Records excerpted from a collection:

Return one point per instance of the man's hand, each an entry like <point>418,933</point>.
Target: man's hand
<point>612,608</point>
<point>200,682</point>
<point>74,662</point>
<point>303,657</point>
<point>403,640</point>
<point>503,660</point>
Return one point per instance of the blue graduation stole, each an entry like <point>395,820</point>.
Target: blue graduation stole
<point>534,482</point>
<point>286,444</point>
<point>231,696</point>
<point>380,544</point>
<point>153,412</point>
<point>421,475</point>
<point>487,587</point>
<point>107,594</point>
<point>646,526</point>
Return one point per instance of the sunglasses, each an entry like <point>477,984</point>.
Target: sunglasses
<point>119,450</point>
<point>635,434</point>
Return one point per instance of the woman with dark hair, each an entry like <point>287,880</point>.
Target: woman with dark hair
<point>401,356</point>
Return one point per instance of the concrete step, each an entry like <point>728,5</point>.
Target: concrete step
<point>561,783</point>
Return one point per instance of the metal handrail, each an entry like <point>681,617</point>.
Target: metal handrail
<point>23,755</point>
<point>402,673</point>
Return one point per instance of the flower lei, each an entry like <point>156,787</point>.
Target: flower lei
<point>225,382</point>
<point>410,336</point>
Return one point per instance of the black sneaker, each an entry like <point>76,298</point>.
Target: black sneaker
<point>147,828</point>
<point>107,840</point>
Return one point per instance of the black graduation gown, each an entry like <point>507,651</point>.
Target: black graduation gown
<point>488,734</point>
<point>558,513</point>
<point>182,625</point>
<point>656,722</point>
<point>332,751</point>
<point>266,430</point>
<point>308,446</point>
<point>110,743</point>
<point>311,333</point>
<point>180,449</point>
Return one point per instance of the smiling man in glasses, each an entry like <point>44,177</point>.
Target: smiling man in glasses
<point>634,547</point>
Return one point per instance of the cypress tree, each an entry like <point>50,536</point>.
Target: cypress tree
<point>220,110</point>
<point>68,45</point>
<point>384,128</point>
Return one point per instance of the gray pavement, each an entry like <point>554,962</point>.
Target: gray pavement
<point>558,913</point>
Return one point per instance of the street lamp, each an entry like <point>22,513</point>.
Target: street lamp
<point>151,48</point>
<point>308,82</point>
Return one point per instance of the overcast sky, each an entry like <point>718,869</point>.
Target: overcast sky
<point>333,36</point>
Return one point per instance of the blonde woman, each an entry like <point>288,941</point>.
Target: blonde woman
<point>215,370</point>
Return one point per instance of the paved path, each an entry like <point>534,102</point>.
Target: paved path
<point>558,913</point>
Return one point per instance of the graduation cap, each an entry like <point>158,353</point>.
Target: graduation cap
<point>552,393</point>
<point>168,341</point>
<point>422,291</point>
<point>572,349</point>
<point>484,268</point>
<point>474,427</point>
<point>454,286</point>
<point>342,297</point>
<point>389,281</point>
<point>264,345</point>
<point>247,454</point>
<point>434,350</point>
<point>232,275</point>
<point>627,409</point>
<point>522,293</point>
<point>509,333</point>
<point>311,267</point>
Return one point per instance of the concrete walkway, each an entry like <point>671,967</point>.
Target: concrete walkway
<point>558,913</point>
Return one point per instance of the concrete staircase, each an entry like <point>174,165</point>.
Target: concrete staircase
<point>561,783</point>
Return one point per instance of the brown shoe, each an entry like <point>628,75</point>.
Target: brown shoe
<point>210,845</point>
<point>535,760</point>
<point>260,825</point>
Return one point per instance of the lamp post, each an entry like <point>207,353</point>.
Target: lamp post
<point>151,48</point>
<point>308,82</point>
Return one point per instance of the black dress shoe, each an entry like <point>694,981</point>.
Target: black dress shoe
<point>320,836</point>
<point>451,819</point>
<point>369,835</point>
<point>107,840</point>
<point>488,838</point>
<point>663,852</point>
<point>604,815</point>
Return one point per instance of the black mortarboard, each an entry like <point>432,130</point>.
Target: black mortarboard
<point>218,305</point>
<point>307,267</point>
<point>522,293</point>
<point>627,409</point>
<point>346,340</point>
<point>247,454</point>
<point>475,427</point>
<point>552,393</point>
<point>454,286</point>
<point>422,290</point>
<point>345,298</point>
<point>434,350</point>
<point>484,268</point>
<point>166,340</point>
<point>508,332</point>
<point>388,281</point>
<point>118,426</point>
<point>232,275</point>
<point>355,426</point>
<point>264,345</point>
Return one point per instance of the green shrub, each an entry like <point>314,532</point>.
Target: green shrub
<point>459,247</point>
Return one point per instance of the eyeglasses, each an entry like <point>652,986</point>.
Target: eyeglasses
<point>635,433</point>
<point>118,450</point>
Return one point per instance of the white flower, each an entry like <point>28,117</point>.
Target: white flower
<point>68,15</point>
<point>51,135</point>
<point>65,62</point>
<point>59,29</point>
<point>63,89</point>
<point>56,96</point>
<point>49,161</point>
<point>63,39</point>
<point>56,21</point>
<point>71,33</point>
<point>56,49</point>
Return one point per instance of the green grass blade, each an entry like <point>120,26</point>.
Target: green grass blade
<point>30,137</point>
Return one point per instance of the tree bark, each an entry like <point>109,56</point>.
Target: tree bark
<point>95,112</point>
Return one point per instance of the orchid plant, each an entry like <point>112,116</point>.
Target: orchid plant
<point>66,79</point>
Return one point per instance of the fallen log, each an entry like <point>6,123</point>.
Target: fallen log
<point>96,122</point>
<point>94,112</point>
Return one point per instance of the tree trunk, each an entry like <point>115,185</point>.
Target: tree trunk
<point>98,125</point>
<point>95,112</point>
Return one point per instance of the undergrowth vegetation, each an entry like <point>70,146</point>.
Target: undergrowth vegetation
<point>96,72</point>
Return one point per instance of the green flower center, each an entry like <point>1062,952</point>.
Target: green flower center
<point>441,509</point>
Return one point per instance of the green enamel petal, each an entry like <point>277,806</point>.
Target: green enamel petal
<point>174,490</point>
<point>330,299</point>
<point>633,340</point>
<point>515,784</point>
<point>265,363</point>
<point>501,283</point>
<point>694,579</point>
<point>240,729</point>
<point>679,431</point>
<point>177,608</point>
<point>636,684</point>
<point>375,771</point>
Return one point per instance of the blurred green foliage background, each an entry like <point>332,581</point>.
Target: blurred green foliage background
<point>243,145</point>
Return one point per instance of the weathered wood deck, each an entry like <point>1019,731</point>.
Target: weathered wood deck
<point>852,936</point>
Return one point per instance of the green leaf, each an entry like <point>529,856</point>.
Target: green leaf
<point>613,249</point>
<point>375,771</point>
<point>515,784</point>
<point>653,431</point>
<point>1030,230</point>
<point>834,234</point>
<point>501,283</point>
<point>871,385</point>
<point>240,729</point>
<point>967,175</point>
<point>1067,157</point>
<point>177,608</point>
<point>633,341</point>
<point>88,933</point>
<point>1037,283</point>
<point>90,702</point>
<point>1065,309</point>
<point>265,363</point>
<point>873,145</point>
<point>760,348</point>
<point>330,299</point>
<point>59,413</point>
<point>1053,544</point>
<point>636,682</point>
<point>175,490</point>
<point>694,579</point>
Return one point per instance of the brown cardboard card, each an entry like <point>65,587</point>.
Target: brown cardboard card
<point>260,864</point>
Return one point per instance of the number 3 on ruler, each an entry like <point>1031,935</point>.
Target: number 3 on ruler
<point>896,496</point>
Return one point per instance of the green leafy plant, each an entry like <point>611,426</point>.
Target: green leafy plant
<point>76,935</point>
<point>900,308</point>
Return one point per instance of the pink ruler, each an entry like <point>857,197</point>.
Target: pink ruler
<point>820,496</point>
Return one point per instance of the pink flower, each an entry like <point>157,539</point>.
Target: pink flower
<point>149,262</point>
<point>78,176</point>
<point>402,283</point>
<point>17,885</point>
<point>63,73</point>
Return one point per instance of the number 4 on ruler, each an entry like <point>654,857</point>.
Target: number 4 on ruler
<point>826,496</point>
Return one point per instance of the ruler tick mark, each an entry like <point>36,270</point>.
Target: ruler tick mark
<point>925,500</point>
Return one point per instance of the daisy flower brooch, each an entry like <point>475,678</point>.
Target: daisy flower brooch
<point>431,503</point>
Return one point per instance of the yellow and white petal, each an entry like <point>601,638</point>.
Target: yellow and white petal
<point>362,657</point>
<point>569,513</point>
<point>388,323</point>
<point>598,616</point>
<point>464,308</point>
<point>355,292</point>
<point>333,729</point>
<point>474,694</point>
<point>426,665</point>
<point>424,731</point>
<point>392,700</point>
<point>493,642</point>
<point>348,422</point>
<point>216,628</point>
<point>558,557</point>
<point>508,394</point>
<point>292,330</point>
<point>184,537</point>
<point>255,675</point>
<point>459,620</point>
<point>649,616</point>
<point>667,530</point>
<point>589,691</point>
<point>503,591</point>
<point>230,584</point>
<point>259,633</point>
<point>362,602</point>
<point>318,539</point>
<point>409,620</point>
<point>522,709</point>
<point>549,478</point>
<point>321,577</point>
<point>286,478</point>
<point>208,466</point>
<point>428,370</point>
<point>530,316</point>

> [Task description]:
From the records above, transcribe without alteration every line from the one with "Target: concrete walkway" to the one with "Return one point per instance of the white", inclusive.

> [Response for this exercise]:
Target: concrete walkway
<point>558,913</point>
Return one point per instance of the concrete staircase, each an entry like <point>174,165</point>.
Target: concrete staircase
<point>561,783</point>
Return one point per instance of the brown shoe, each an entry like <point>628,75</point>.
Target: brown shoe
<point>210,845</point>
<point>535,760</point>
<point>260,825</point>
Return one point per instance of the lamp post, each an entry like <point>207,353</point>.
Target: lamp post
<point>151,48</point>
<point>308,82</point>
Return one point per instance of the black dress shoe, each an entry like <point>694,981</point>.
Target: black dress shoe
<point>320,836</point>
<point>451,819</point>
<point>369,835</point>
<point>107,840</point>
<point>488,838</point>
<point>663,852</point>
<point>604,815</point>
Return one point per instance of the black mortarboard, each an entry like <point>432,130</point>.
Target: black mortarboard
<point>218,305</point>
<point>307,267</point>
<point>522,293</point>
<point>627,409</point>
<point>346,340</point>
<point>247,454</point>
<point>475,427</point>
<point>552,393</point>
<point>454,286</point>
<point>422,290</point>
<point>345,298</point>
<point>434,350</point>
<point>484,268</point>
<point>166,340</point>
<point>508,332</point>
<point>388,281</point>
<point>118,426</point>
<point>232,275</point>
<point>355,426</point>
<point>264,345</point>
Return one point per instance of the green shrub, each an entry like <point>314,532</point>.
Target: green shrub
<point>459,247</point>
Return one point per instance of the eyeglasses, each an entry like <point>652,986</point>.
Target: eyeglasses
<point>635,433</point>
<point>118,450</point>
Return one point per instance of the white flower, each an entry like <point>28,117</point>.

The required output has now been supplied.